### What this task involves
Pull out every line of the listing that contains the string "tower", and copy each one unchanged.

[Records]
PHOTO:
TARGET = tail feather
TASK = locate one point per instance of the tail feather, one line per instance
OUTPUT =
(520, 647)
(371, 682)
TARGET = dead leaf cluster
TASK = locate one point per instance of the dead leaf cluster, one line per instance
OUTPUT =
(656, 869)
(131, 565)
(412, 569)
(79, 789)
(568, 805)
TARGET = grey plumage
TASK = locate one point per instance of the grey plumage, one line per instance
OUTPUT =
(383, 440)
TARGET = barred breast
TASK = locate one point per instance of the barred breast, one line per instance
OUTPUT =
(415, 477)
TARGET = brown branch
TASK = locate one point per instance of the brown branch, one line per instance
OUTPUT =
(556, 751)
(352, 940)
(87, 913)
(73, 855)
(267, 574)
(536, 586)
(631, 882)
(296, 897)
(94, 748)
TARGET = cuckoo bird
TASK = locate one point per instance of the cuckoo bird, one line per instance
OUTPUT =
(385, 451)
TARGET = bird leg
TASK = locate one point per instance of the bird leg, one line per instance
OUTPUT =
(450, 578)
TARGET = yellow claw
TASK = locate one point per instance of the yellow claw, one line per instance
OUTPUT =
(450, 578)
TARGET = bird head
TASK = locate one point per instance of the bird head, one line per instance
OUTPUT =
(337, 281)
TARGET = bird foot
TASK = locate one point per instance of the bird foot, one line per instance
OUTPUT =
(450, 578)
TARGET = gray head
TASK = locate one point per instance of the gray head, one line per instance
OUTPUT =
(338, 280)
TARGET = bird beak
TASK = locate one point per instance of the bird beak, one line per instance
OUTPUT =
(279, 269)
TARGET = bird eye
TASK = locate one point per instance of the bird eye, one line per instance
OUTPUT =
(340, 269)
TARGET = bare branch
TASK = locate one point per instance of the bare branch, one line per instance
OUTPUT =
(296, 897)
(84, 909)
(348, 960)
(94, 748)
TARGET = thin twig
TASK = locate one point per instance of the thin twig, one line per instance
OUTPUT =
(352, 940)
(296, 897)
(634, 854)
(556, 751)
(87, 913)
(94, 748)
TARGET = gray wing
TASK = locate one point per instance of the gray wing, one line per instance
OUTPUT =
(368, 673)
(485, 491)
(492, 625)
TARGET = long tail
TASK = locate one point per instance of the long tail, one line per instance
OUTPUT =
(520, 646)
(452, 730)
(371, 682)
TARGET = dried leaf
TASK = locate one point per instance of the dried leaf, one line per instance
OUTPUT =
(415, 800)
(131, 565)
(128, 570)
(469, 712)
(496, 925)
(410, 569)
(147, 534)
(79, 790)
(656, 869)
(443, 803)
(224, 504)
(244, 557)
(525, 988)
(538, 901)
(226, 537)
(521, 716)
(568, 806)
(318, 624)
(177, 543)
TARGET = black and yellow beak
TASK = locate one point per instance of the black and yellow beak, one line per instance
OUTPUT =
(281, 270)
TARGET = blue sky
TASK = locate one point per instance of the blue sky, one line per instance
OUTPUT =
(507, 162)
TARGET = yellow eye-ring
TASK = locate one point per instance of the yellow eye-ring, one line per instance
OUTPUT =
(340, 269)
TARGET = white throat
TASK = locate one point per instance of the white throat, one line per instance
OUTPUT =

---

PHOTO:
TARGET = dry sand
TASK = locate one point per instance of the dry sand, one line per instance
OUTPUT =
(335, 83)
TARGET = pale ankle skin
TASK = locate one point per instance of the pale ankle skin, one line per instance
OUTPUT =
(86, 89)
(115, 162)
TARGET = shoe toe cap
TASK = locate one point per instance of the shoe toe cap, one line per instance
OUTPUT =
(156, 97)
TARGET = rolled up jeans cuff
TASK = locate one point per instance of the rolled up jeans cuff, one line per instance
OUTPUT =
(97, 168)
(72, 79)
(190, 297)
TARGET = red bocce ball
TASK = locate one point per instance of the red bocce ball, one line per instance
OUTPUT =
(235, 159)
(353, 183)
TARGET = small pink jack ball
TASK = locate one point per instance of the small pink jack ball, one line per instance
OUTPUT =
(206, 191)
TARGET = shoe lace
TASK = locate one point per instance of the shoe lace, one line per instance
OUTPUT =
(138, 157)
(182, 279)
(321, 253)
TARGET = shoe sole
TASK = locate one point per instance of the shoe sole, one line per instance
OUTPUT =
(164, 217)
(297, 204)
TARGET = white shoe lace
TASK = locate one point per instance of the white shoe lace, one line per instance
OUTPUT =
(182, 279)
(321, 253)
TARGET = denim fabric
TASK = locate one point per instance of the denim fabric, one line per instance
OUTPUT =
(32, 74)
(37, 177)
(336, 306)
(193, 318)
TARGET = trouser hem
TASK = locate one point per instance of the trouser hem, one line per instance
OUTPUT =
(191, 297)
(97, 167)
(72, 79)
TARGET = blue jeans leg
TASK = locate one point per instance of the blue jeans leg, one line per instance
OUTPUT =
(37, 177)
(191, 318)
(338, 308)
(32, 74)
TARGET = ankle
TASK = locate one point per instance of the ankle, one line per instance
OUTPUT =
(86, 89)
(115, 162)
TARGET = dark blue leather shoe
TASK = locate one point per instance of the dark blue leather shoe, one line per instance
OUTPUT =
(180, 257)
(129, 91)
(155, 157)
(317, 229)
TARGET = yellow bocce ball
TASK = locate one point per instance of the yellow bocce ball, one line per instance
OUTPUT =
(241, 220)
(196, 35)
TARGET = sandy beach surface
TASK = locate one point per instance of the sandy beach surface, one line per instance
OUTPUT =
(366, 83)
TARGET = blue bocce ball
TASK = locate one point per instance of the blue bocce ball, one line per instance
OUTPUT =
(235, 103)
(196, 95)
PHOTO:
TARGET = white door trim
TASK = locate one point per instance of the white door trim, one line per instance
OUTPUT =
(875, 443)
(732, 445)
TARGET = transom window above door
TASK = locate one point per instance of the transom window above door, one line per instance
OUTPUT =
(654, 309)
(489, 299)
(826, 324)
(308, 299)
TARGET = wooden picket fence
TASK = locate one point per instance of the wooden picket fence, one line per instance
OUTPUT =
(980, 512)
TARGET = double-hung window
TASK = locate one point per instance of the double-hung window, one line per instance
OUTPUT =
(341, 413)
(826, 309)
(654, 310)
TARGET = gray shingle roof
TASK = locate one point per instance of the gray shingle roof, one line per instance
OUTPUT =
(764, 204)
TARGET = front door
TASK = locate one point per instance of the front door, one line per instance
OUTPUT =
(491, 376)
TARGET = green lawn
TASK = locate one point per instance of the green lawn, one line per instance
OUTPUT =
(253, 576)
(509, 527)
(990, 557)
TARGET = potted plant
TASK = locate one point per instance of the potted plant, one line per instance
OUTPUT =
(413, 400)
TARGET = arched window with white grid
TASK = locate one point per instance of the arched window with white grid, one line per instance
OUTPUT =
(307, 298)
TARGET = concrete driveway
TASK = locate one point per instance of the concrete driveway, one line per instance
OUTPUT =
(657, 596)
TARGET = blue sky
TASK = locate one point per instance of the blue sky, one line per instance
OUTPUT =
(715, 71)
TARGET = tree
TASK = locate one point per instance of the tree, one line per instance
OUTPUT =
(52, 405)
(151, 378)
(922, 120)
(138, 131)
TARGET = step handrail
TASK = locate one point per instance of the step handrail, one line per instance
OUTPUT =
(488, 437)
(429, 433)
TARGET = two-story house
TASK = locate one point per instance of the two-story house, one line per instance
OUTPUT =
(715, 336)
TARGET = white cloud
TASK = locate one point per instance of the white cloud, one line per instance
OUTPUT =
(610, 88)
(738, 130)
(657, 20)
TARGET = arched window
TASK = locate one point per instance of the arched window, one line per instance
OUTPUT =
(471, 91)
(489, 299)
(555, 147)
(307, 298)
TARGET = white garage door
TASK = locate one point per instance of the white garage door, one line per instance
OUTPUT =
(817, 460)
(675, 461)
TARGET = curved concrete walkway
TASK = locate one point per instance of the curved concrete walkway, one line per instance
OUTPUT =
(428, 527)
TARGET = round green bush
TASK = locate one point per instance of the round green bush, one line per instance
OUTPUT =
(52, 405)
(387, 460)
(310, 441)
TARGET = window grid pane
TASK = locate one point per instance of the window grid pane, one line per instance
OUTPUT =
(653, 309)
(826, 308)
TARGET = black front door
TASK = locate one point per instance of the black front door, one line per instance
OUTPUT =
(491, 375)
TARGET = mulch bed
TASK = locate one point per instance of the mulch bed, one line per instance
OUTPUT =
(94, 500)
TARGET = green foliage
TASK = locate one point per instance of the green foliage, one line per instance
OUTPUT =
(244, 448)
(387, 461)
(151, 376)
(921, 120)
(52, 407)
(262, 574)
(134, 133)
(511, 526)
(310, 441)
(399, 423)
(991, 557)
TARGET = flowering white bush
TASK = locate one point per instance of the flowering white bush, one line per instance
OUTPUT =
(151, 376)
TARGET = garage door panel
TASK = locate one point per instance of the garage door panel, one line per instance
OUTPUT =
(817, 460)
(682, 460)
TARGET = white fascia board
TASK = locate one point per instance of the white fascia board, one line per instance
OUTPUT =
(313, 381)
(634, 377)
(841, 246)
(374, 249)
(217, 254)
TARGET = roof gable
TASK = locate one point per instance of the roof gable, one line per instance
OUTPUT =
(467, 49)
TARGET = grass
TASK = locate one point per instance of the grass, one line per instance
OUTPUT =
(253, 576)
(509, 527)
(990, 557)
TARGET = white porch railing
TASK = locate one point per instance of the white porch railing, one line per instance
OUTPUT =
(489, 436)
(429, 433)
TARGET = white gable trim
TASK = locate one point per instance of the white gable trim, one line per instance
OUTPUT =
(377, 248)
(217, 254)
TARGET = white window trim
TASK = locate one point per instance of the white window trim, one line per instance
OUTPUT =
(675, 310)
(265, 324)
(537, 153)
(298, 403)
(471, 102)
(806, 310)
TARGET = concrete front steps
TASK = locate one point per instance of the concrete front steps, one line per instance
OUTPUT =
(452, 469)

* * *

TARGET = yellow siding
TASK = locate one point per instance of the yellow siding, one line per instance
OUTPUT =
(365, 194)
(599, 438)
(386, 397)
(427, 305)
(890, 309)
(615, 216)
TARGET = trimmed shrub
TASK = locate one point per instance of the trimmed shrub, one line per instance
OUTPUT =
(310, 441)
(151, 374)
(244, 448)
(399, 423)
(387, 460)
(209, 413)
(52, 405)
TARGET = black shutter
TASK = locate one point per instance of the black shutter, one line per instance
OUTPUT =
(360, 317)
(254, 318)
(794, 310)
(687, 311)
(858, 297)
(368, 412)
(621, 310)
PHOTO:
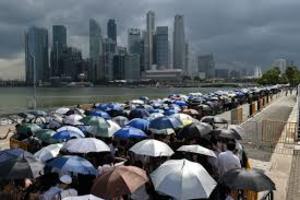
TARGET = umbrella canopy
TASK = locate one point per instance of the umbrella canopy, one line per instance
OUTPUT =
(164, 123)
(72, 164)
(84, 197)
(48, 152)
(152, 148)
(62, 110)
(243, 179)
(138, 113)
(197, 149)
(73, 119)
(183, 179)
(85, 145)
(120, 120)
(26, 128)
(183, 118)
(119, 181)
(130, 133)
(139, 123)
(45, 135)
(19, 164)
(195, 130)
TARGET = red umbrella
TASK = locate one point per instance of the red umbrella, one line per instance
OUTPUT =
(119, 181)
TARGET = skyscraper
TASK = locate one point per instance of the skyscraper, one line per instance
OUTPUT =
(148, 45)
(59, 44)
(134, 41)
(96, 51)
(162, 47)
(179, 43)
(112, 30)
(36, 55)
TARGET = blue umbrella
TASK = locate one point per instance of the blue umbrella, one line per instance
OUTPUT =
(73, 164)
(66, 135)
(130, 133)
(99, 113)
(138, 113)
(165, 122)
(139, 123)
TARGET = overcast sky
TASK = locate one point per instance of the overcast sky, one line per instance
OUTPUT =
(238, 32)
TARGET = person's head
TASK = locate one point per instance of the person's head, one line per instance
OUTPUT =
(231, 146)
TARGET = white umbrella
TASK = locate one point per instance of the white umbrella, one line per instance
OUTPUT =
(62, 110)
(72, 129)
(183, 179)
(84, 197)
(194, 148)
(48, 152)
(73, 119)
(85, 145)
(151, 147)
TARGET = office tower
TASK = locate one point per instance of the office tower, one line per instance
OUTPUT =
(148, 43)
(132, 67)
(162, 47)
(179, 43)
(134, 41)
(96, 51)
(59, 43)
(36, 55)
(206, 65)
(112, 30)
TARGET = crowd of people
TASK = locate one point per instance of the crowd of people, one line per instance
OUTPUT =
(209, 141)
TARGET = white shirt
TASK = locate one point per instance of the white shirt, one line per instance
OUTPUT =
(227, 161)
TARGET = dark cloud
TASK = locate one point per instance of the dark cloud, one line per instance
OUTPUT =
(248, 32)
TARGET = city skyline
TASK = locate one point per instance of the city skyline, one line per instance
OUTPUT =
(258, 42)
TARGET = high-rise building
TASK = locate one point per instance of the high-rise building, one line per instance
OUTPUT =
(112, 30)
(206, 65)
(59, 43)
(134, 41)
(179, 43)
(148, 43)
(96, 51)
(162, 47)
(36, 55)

### Answer to the exercise
TARGET = office tower
TASK = locate one point per instance of the office tower, one line per instance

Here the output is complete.